§ **Excerpt provided**
⁂

Democrats take first stab at reforming Section 230 after Capitol riots

Democrats take first stab at reforming Section 230 after Capitol riots

Senate Democrats unveiled a new bill Friday that could force tech giants like Facebook and Google to be held more accountable for harmful content that leads to real-world violence.

The SAFE TECH Act, introduced by Sens. Mark Warner (D-VA), Amy Klobuchar (D-MN), and Mazie Hirono (D-HI), would overhaul Section 230 to the Communications Decency Act, a law that protects large tech platforms from liability over the content posted by their users. The Democrats’ bill would open new pathways for users to sue companies if content posted on their platforms threatens them personally with harassment, discrimination, or other forms of abuse.

The bill also prohibits Section 230 from applying to ads or other paid content on platforms, targeting a large source of revenue for companies like Facebook and Google.

“When Section 230 was enacted in 1996, the Internet looked very different than it does today. A law meant to encourage service providers to develop tools and policies to support effective moderation has instead conferred sweeping immunity on online providers even when they do nothing to address foreseeable, obvious and repeated misuse of their products and services to cause harm,” Warner said in a statement Friday.

⁂

§ **Task set**
1. How would you condense the paragraph in the Section 230 article that begins "The SAFE TECH Act, introduced by" into a short bulleted list that keeps its main facts?
2. Can you repeat the stretch of the Section 230 article from "The bill also" through "a statement Friday.", word for word?

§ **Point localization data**
⁂

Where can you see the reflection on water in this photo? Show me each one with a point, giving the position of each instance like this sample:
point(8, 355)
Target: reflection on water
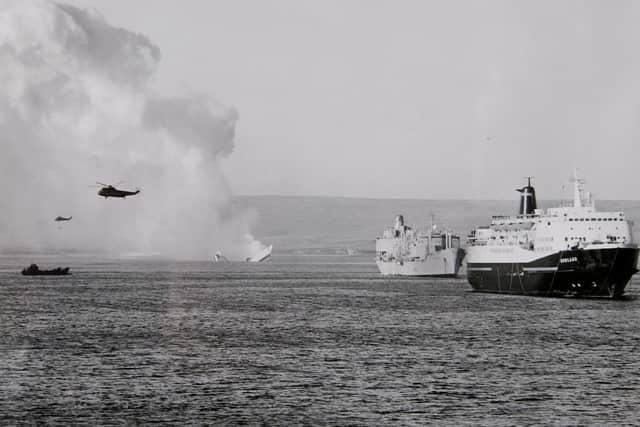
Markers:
point(295, 342)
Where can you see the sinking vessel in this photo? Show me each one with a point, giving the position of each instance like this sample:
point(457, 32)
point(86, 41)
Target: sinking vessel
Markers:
point(34, 270)
point(403, 251)
point(567, 250)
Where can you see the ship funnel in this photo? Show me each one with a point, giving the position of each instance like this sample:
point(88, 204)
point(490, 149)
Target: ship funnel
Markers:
point(527, 199)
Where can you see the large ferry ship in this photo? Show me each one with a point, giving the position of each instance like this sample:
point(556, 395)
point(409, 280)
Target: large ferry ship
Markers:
point(568, 250)
point(403, 251)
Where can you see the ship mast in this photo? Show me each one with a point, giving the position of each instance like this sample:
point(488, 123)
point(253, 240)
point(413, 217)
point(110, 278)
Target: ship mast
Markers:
point(577, 189)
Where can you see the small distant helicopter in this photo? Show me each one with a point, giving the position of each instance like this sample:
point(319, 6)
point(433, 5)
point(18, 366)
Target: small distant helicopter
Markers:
point(111, 191)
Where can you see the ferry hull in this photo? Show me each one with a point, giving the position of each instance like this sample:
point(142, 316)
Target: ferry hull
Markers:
point(445, 263)
point(580, 272)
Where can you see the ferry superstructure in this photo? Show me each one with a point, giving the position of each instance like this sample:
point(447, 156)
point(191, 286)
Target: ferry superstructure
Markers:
point(403, 251)
point(571, 250)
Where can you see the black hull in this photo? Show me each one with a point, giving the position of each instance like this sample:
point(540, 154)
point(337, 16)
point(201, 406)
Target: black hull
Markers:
point(592, 272)
point(56, 272)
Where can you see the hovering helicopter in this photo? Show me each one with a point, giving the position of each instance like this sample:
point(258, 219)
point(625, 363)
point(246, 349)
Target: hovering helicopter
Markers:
point(111, 191)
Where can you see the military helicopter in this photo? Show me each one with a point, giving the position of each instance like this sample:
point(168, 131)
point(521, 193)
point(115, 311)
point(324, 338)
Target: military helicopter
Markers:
point(111, 191)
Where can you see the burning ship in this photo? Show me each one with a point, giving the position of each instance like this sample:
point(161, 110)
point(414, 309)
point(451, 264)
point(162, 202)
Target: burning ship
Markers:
point(403, 251)
point(571, 250)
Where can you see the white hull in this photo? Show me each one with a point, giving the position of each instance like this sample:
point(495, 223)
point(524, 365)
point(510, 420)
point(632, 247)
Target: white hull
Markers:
point(444, 263)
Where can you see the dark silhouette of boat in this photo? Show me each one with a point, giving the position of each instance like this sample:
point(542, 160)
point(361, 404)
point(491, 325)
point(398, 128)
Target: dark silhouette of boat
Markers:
point(34, 270)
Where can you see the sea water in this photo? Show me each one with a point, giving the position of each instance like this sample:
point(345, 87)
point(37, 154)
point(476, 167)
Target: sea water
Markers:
point(305, 340)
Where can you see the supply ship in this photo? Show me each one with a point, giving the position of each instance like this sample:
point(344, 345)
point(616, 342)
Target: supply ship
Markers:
point(404, 251)
point(563, 251)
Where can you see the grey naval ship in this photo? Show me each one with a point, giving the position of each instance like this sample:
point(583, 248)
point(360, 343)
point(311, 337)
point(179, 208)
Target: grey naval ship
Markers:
point(563, 251)
point(404, 251)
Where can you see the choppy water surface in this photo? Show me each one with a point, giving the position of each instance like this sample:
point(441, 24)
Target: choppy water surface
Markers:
point(311, 343)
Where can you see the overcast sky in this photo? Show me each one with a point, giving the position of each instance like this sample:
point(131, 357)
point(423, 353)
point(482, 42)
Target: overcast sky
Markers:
point(420, 99)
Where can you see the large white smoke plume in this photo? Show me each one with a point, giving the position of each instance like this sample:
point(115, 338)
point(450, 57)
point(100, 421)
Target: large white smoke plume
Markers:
point(76, 107)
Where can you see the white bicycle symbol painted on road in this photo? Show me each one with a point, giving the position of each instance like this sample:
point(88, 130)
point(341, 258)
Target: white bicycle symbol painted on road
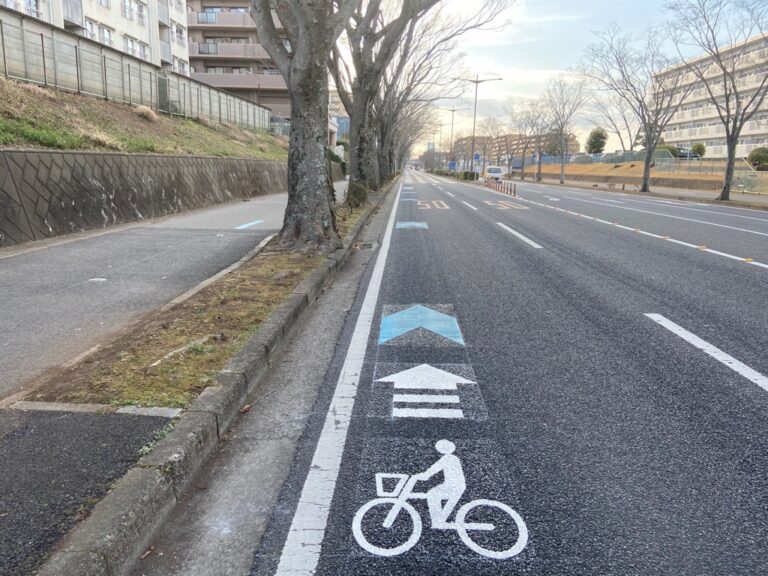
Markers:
point(442, 500)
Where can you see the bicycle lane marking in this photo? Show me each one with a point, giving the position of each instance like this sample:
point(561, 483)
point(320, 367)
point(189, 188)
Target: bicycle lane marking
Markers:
point(302, 547)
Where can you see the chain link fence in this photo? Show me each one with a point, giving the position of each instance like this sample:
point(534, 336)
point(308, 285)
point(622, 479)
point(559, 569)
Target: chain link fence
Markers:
point(32, 51)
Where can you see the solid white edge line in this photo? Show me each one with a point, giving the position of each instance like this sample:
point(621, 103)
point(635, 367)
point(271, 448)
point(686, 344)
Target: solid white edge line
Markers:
point(516, 233)
point(301, 551)
point(726, 359)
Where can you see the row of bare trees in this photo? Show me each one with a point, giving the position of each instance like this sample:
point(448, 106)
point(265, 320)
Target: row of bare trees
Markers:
point(640, 87)
point(390, 61)
point(634, 86)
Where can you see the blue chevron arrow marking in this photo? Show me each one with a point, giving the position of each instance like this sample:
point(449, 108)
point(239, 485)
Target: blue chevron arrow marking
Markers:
point(419, 316)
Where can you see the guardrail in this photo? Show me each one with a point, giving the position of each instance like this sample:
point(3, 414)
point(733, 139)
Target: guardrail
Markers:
point(38, 52)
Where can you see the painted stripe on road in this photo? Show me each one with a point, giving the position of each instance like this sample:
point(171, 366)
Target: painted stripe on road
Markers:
point(676, 217)
point(301, 551)
point(516, 233)
point(248, 225)
point(716, 353)
point(700, 248)
point(426, 399)
point(449, 413)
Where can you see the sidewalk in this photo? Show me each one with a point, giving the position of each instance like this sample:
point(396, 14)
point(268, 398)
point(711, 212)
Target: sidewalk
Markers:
point(758, 201)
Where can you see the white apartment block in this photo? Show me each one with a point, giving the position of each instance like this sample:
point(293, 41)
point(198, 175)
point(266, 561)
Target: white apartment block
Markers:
point(698, 121)
point(153, 30)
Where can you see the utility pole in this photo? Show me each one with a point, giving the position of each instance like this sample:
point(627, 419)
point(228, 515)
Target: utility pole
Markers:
point(453, 111)
point(477, 83)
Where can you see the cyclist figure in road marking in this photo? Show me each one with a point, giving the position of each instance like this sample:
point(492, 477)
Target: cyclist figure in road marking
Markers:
point(407, 532)
point(452, 488)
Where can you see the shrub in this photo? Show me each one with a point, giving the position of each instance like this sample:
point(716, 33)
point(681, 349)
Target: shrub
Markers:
point(758, 157)
point(357, 195)
point(699, 149)
point(146, 113)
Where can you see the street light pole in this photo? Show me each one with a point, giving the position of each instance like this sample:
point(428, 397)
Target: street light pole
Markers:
point(453, 112)
point(477, 83)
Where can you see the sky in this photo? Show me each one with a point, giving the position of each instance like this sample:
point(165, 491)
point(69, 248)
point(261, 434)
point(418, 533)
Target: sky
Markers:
point(543, 38)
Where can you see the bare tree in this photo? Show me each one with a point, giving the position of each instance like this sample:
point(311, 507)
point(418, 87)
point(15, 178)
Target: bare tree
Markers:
point(532, 125)
point(311, 28)
point(418, 74)
point(731, 71)
point(564, 98)
point(619, 119)
point(373, 34)
point(631, 70)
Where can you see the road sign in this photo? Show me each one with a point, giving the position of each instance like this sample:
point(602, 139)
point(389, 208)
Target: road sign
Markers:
point(416, 317)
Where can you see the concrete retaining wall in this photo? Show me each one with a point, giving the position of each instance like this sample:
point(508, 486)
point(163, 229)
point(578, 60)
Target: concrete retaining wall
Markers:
point(45, 193)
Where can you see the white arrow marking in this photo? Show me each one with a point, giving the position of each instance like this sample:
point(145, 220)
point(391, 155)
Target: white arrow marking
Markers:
point(450, 413)
point(426, 398)
point(425, 377)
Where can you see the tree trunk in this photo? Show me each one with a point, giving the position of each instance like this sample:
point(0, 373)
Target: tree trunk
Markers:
point(645, 184)
point(363, 159)
point(538, 165)
point(310, 219)
point(730, 168)
point(562, 158)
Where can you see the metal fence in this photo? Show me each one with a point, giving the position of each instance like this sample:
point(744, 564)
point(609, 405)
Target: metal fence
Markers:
point(36, 52)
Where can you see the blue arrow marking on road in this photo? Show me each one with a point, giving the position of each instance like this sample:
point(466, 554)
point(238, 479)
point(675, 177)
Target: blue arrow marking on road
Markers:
point(419, 316)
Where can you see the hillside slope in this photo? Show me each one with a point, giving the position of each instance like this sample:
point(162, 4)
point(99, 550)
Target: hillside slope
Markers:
point(36, 117)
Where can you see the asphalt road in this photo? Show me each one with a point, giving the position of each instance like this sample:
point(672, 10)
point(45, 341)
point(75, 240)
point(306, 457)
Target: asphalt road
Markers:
point(577, 379)
point(63, 297)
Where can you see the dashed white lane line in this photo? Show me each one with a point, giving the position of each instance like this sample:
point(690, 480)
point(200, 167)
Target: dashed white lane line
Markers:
point(517, 234)
point(701, 248)
point(301, 551)
point(726, 359)
point(676, 217)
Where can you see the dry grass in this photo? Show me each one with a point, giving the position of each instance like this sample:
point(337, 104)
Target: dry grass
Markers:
point(36, 117)
point(147, 113)
point(211, 327)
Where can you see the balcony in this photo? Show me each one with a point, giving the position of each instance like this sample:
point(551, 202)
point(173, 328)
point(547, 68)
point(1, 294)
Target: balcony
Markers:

⁂

§ **Answers below**
1.
- The SAFE TECH Act was introduced by Sens. Mark Warner (D-VA), Amy Klobuchar (D-MN), and Mazie Hirono (D-HI).
- It would overhaul Section 230 of the Communications Decency Act, which shields large tech platforms from liability for content their users post.
- It would create new ways for users to sue companies when content on their platforms threatens them personally with harassment, discrimination, or other abuse.

2.
The bill also prohibits Section 230 from applying to ads or other paid content on platforms, targeting a large source of revenue for companies like Facebook and Google.

“When Section 230 was enacted in 1996, the Internet looked very different than it does today. A law meant to encourage service providers to develop tools and policies to support effective moderation has instead conferred sweeping immunity on online providers even when they do nothing to address foreseeable, obvious and repeated misuse of their products and services to cause harm,” Warner said in a statement Friday.